Goal of the exercise » In the winter garden piece, transcribe the passage starting with "Mahonia 'Winter Sun'" and going on through "peck at it.".

Excerpt to read »
****************

Home-made Christmas wreath hanging on the gate |
December snowdrops (Galanthus elwesii) |
There isn’t much colour in the garden in mid-winter, but it’s not a completely flower-free zone. The mild (mostly wet and windy) weather has helped, of course, and having a few winter stalwarts in the planting also ensures some blooms.
Mahonia 'Winter Sun' |
Of the winter shrubs, the most floriferous is the Mahonia ‘Winter Sun’. It’s much better than the later-flowering Mahonia aquifolium, which I inherited (from the previous owners) in the rubble-filled area round the gas tank. I’d love to dig that out, but it’s impossible to get a spade or fork in there. I’m thinking of letting it flower in the spring, and then cutting it down as far as possible. But that’s another story. ‘Winter Sun’ does what it says on the tin, and it’s an excellent garden plant for this time of year. The winter jasmine and both the Viburnum tinus are also in flower, and the winter honeysuckle (Lonicera purpusii) is starting to put out little blooms, though there is a pair of male bullfinches that love to peck at it.
Self-sown primula flowering in December |
There are fewer perennials in flower, but a couple of primulas in the little patch of border outside the front wall are doing quite well, and there are plenty of berries on the Iris foetidissima plants that appear around the place. I took the leaves off the hellebores back in November, as they were suffering from hellebore leaf spot and didn’t look good; the new flowers are already in bud underneath, promising some colour in early spring.
Replanted window-box |
Another job already done is to replant the window-box for winter. Back in late spring I heaved out the whole contents – two rosemarys, a little gold-leaved euonymus plant, some crocus and ‘Tete-a-tete’ daffodil bulbs – compost and all, and left them over summer in a similar-sized plastic trough in a corner. Now it was time to heave them back again, and top-dress with some fresh compost. We’ll see if it works! The rosemarys are a bit leggy, but already in bud so I don’t want to cut them back. The plants that were in there for the summer were either expendable annuals, now composted, or potted up and put in the greenhouse to overwinter (a fuchsia and a couple of osteospermums). A variegated ivy that spent the summer in the windowbox has been put back in place for winter. For now, everything seems happy enough!

****************

Records from a point labeling set

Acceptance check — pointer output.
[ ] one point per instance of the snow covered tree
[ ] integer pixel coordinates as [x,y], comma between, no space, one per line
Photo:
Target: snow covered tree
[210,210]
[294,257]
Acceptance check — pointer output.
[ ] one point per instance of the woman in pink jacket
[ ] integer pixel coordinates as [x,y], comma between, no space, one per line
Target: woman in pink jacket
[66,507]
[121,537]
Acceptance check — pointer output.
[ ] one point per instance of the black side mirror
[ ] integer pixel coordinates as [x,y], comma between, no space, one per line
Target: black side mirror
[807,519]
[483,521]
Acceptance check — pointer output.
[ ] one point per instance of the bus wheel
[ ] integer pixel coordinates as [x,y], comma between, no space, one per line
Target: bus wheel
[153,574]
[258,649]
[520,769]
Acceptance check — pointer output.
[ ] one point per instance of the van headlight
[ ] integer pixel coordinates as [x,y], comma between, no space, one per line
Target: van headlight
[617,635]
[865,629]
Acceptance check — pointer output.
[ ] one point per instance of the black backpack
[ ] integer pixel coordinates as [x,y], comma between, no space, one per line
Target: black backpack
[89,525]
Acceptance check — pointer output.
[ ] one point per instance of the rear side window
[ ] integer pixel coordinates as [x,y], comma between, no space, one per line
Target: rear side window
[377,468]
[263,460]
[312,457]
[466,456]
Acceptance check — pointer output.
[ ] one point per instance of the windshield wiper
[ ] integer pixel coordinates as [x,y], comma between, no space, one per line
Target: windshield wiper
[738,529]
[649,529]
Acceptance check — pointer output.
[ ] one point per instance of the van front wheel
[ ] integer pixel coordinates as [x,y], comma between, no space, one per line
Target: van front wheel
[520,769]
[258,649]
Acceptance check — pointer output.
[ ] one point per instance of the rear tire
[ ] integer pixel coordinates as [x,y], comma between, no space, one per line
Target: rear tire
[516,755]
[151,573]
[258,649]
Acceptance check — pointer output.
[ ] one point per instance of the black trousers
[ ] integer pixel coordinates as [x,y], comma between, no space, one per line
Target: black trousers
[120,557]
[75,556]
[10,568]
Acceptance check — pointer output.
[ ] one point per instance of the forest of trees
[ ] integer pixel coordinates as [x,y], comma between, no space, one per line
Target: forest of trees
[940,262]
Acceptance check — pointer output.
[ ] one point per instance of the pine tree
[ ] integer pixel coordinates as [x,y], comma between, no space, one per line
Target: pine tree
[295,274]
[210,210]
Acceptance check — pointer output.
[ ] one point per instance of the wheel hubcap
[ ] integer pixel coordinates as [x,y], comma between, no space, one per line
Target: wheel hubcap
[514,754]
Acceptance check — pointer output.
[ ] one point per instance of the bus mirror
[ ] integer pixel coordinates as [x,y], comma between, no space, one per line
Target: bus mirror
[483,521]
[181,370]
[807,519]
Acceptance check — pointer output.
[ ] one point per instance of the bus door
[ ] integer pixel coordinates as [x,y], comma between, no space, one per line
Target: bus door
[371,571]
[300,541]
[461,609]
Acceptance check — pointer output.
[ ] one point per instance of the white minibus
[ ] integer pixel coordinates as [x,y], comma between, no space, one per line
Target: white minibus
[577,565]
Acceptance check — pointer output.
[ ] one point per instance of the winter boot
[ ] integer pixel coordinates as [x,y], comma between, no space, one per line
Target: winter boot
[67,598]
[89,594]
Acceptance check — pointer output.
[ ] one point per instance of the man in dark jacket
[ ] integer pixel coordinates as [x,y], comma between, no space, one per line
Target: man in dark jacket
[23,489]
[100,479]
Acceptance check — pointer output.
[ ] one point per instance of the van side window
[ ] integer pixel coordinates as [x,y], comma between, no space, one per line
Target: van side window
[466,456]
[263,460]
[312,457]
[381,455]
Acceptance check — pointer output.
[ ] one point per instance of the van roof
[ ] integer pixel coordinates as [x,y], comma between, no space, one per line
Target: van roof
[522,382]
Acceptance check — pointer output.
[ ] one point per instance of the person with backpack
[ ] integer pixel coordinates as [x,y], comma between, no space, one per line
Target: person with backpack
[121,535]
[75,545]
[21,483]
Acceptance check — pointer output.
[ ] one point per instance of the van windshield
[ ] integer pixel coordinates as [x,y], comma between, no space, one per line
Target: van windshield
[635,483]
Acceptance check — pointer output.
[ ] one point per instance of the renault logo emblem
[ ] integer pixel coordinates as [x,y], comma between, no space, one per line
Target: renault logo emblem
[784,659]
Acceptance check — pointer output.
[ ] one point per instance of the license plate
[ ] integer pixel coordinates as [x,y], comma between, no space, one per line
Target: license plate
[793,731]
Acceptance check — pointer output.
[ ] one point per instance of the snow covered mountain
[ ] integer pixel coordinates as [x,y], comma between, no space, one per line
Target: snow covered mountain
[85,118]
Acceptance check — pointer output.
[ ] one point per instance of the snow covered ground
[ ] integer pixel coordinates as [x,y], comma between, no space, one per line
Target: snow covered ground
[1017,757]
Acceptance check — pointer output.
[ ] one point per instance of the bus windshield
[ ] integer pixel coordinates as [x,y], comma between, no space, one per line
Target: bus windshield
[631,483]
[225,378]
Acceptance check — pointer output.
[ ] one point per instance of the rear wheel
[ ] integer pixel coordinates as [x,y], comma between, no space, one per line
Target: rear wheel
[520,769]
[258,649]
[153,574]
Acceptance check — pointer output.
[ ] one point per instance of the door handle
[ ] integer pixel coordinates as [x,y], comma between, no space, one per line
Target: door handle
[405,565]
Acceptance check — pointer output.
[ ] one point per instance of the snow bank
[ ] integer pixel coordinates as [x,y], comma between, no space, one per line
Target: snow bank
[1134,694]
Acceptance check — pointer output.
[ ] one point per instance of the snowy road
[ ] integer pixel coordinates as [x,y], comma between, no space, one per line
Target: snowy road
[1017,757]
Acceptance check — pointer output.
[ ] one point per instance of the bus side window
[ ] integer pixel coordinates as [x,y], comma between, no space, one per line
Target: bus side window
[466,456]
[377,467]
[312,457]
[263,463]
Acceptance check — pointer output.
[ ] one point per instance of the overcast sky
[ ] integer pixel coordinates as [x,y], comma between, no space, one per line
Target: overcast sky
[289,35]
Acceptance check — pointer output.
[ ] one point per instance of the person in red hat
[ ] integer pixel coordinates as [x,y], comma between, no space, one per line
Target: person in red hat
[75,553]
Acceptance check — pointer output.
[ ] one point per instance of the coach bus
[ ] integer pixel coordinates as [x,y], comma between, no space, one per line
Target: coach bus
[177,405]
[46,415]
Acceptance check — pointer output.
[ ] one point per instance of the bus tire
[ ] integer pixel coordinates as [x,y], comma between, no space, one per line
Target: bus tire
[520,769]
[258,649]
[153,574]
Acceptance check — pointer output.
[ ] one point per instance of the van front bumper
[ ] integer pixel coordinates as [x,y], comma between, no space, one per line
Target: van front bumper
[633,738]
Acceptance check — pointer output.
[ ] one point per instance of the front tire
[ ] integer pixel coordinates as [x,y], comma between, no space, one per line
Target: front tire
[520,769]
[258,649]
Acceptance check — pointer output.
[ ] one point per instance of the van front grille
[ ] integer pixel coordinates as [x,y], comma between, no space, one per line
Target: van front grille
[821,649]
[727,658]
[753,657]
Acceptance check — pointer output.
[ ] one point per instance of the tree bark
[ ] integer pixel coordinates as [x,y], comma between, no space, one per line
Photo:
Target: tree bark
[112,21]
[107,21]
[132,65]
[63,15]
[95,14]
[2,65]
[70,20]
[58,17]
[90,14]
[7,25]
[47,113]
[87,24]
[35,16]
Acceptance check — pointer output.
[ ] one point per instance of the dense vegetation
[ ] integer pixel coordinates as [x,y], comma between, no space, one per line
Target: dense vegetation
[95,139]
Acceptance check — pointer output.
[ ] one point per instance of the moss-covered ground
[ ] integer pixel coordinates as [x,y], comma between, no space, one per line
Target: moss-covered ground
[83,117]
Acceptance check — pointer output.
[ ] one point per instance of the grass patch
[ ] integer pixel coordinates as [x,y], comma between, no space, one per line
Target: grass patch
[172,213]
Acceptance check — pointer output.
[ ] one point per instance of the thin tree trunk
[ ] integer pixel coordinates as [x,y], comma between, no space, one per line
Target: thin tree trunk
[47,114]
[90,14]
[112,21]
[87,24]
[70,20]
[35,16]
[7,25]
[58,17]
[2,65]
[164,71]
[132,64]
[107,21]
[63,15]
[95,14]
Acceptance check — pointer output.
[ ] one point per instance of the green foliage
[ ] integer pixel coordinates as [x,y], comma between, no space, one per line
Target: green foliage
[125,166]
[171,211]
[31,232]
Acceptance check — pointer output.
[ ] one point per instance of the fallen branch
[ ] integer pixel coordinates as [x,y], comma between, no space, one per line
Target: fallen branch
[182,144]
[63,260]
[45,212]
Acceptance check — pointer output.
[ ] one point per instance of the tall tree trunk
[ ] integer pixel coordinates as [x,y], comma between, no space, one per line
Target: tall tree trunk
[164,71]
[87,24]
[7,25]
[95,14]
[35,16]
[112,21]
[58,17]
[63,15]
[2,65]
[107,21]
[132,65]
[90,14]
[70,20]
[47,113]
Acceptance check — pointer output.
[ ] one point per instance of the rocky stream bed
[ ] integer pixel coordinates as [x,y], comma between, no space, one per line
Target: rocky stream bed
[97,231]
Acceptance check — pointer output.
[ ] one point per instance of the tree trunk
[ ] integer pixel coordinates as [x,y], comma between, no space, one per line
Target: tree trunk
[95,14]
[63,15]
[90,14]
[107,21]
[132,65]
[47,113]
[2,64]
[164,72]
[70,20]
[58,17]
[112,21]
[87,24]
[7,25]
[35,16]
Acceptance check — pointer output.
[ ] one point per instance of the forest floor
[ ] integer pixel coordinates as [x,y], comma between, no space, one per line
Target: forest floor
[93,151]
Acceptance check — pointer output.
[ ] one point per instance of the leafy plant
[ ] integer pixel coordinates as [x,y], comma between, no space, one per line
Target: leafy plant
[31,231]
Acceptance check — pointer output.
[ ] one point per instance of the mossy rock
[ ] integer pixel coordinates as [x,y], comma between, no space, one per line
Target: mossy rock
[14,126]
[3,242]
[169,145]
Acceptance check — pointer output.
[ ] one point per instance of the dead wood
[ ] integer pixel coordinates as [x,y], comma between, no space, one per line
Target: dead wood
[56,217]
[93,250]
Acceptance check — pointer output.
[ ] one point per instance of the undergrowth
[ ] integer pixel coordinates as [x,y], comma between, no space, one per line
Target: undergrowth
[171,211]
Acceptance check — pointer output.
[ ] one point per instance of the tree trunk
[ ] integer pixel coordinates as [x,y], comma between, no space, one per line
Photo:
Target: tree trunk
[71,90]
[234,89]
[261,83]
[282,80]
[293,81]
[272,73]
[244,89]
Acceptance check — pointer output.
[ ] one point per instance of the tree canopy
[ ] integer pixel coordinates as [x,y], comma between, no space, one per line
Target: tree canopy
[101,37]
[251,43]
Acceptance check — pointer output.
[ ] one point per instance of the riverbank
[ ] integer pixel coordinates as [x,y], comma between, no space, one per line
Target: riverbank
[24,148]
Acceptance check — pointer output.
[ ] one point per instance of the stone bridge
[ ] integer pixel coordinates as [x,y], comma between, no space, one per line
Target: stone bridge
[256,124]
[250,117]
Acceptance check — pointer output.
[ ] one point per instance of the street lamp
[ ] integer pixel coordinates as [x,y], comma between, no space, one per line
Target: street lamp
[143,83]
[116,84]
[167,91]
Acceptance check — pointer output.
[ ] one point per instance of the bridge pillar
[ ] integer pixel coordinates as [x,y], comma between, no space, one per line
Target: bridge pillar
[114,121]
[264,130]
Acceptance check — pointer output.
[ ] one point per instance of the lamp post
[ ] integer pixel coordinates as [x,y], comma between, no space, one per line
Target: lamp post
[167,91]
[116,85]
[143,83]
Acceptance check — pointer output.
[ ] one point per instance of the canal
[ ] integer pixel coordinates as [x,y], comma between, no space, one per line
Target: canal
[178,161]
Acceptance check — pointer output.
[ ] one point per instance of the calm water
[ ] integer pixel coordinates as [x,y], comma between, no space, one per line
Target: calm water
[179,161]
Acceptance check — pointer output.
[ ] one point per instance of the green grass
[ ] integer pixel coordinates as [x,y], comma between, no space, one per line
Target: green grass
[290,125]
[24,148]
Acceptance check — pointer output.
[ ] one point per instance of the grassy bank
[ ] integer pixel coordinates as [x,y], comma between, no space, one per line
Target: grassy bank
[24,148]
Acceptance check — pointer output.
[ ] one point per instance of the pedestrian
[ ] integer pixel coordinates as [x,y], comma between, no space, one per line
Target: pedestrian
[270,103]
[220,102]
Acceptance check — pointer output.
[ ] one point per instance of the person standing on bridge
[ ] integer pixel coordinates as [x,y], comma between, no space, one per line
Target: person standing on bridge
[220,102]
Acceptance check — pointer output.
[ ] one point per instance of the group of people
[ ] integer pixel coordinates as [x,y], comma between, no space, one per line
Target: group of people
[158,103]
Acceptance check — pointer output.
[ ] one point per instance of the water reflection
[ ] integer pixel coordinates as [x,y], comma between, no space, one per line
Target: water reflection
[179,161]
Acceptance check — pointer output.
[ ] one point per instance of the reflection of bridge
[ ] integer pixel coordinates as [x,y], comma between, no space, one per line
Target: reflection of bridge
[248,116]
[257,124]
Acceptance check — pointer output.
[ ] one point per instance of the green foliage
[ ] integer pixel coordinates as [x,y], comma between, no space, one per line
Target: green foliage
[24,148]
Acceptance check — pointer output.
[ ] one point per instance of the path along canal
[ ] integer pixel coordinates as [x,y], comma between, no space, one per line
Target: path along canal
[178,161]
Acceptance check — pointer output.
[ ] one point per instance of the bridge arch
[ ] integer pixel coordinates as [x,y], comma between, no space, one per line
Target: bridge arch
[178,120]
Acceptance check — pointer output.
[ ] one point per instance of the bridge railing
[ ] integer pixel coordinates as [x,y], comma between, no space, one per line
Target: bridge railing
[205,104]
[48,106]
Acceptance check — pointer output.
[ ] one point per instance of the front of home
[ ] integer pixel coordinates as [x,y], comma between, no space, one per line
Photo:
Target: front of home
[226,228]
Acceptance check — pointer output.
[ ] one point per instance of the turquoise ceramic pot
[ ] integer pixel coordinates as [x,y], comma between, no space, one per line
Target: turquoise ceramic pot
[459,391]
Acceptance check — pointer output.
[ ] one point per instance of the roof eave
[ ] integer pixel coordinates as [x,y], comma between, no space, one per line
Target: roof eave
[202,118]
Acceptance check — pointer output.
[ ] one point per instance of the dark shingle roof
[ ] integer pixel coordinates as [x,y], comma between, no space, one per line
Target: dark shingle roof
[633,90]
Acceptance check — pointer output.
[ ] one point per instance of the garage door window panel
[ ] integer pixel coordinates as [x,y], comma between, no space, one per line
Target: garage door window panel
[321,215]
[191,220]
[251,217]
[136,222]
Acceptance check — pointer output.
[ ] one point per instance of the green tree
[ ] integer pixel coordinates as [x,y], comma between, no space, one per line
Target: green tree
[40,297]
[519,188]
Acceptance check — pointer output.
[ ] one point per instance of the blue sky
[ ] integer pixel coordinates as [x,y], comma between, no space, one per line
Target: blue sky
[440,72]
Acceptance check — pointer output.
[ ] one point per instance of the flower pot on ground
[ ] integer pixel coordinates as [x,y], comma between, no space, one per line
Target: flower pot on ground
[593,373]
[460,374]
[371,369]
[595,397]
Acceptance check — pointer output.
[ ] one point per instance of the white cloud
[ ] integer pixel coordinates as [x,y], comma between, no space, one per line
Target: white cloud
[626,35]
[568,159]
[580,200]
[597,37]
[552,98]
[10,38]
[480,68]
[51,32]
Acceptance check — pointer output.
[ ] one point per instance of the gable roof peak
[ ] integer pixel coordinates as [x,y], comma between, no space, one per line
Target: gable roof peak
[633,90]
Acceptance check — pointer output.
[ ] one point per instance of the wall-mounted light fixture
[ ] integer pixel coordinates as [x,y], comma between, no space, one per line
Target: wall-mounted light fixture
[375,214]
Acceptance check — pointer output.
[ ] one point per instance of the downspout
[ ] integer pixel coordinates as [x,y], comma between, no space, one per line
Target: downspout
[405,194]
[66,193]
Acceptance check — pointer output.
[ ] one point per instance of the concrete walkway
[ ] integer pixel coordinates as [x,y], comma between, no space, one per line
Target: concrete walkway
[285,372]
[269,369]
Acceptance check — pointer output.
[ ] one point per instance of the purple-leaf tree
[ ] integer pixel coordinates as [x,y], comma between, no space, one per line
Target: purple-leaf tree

****************

Answer to this exercise »
Mahonia 'Winter Sun' |
Of the winter shrubs, the most floriferous is the Mahonia ‘Winter Sun’. It’s much better than the later-flowering Mahonia aquifolium, which I inherited (from the previous owners) in the rubble-filled area round the gas tank. I’d love to dig that out, but it’s impossible to get a spade or fork in there. I’m thinking of letting it flower in the spring, and then cutting it down as far as possible. But that’s another story. ‘Winter Sun’ does what it says on the tin, and it’s an excellent garden plant for this time of year. The winter jasmine and both the Viburnum tinus are also in flower, and the winter honeysuckle (Lonicera purpusii) is starting to put out little blooms, though there is a pair of male bullfinches that love to peck at it.